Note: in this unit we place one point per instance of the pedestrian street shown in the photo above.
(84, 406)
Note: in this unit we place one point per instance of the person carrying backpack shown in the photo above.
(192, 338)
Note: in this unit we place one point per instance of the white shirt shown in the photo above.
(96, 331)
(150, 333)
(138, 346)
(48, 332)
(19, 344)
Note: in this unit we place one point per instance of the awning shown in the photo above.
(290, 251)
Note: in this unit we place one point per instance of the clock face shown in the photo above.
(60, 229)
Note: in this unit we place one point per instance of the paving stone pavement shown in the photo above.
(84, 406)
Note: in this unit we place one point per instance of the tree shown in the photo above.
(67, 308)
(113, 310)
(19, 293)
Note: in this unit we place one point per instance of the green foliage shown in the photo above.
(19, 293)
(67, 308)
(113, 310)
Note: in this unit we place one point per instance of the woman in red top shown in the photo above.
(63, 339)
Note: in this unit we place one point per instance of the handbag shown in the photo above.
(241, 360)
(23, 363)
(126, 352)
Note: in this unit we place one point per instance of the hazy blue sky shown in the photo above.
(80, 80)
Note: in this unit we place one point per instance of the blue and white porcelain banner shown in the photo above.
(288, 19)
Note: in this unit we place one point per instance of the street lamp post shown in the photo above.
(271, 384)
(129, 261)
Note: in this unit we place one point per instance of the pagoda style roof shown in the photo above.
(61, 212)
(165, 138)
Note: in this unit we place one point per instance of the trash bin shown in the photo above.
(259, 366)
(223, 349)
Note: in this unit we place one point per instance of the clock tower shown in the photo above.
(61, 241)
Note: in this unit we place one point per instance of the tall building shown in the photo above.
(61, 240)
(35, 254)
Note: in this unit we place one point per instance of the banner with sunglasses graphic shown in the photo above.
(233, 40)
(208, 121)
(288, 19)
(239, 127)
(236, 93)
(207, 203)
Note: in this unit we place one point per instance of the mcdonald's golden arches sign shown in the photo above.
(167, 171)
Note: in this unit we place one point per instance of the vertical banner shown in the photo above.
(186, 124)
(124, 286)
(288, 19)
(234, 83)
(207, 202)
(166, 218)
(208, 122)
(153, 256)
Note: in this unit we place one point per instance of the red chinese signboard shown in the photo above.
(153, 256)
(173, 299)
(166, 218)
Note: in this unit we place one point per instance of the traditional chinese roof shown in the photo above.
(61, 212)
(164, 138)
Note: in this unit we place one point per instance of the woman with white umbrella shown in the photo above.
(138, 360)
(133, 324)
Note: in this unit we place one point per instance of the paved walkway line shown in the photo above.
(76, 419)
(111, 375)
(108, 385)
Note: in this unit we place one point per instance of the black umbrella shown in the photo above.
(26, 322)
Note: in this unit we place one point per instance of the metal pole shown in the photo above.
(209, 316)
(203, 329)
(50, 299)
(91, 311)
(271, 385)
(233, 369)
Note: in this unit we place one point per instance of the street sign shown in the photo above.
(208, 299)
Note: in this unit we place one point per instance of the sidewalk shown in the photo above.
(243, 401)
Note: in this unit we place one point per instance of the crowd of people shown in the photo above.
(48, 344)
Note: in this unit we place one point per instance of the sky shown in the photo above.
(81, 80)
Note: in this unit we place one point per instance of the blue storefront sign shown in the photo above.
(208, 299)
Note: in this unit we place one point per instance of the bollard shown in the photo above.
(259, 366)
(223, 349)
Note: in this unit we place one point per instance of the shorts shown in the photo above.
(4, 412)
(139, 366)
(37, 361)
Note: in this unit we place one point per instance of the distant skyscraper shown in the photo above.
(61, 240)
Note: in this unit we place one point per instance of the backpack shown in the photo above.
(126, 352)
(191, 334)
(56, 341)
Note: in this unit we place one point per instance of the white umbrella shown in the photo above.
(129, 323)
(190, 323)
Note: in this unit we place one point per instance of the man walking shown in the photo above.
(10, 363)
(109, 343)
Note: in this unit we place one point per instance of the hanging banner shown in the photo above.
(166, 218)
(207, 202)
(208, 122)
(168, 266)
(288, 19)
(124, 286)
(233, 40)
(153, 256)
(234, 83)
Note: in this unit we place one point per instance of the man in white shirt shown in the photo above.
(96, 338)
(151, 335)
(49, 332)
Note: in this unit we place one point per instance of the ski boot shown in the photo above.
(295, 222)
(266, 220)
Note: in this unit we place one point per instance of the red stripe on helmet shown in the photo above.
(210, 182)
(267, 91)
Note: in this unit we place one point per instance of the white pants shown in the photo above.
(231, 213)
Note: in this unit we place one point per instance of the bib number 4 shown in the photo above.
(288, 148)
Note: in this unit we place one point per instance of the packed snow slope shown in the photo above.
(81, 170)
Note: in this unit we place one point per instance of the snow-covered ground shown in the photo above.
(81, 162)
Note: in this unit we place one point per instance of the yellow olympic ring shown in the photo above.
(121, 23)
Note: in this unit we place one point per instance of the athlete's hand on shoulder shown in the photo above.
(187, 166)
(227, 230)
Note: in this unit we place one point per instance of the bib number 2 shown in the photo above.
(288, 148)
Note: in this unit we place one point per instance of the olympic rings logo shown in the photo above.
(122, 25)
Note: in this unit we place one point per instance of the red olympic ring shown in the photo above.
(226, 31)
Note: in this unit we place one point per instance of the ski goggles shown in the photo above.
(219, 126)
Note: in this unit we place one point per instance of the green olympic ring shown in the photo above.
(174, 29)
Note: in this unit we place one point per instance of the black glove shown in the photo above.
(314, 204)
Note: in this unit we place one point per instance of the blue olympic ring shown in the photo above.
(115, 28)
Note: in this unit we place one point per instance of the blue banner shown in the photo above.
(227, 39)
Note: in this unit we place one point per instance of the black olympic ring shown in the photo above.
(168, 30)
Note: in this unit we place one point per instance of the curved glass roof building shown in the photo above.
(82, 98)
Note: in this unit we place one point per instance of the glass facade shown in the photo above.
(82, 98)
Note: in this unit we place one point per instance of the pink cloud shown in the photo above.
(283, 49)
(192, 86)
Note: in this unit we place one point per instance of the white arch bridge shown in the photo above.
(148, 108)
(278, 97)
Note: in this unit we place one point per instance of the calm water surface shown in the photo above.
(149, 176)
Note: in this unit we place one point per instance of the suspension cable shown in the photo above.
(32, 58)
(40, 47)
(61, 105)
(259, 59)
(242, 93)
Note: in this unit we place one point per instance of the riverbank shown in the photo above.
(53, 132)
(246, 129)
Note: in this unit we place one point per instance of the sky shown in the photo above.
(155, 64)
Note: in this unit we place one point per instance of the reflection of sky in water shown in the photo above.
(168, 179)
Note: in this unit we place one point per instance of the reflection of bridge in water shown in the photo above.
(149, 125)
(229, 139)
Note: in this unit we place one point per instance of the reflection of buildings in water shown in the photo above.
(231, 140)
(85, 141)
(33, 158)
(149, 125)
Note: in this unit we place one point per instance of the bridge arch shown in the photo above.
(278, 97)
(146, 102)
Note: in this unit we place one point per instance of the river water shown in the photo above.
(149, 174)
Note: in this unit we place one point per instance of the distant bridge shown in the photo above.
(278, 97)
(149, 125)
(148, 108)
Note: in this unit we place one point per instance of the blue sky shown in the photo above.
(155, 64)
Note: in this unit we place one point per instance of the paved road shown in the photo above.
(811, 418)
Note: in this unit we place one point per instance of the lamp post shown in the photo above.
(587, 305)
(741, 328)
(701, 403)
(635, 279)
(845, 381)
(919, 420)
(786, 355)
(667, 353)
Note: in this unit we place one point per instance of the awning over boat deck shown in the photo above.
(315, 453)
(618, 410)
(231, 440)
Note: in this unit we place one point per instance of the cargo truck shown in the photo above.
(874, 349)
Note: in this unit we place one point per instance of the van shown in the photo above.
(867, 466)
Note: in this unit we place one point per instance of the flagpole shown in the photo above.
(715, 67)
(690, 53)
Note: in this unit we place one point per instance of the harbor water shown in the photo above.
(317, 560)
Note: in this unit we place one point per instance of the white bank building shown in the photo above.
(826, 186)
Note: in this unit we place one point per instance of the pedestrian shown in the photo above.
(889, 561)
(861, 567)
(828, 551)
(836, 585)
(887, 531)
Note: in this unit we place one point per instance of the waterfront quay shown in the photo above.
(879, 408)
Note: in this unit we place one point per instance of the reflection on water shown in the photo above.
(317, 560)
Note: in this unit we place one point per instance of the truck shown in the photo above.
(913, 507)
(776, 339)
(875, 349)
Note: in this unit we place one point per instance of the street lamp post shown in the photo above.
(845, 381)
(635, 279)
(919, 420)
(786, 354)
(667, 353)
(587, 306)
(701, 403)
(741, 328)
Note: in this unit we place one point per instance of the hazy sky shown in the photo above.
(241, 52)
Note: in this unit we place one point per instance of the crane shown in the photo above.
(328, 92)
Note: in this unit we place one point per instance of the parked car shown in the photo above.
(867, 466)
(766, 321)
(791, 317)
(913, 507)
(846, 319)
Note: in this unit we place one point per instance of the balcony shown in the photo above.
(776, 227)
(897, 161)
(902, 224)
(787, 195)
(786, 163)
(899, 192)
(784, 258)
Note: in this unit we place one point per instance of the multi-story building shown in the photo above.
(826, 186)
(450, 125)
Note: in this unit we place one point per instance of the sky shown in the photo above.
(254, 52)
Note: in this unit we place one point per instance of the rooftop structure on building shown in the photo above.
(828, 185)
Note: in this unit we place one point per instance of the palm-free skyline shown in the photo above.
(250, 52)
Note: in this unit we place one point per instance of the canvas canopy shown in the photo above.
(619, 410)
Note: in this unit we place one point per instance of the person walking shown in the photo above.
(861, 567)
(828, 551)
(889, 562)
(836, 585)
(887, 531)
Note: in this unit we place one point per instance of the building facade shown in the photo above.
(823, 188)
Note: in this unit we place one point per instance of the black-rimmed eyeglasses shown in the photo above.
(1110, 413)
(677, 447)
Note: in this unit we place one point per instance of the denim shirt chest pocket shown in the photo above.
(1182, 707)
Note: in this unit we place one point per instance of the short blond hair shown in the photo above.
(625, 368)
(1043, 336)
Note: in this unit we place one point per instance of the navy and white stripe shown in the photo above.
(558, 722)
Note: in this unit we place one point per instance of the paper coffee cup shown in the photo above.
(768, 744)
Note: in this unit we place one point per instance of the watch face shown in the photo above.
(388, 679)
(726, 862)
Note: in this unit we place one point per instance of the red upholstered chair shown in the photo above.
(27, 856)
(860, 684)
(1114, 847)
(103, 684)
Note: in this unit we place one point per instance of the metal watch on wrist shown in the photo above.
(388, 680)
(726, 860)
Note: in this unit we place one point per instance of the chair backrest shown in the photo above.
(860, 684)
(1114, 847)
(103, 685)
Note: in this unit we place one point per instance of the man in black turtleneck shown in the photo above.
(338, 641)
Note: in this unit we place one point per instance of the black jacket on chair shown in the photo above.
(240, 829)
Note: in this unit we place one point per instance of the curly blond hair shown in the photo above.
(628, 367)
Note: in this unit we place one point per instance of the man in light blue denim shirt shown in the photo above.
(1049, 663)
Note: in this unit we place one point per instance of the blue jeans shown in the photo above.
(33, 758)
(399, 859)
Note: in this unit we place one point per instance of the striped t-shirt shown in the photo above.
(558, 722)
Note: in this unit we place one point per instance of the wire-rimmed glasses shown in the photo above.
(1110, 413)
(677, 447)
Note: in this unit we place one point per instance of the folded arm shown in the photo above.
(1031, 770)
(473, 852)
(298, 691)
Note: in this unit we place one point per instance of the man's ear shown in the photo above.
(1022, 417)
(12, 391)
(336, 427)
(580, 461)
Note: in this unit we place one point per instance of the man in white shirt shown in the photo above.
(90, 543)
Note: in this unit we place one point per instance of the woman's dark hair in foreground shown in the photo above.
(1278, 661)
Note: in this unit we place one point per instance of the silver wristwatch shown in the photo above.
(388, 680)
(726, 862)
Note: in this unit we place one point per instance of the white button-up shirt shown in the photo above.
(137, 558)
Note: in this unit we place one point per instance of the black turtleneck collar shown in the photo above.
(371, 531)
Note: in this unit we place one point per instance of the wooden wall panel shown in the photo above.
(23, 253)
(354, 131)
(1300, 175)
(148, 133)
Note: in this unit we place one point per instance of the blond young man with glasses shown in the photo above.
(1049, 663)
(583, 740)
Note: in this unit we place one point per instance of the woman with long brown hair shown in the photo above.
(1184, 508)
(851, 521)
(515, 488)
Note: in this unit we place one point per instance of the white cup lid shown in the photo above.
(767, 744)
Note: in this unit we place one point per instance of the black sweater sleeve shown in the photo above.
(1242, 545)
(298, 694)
......
What to produce
Copy verbatim every line from the one containing "foreground shown in the photo above." through the last line of the items above, including both of those lines.

Solution to this problem
Note: in this unit we place one point per instance of the woman's dark hair in foreground shown in the photo above.
(1278, 661)
Note: in this unit we place one point per instance of the silver wristwatch shown in the photo above.
(388, 680)
(726, 862)
Note: in this unit we place one point per instance of the white button-up shirt shown in the photo above.
(137, 558)
Note: in this unit we place one point per instance of the black turtleneck collar shown in the photo above.
(371, 531)
Note: in this unit we place one point per instance of the wooden wall panel shown in the photo above.
(23, 253)
(354, 131)
(1300, 175)
(148, 133)
Note: in this unit we place one point per instance of the blond young man with glasses shown in the photo above.
(1049, 663)
(583, 740)
Note: in this unit we place one point per instance of the woman with long brown hair shown in the photo above.
(1184, 508)
(851, 521)
(515, 488)
Note: in this unit we place one point per instance of the white cup lid shown in the photo above.
(767, 744)
Note: in this unit we place one point per instance of the black sweater sleeve shown in the photo above.
(1242, 545)
(298, 694)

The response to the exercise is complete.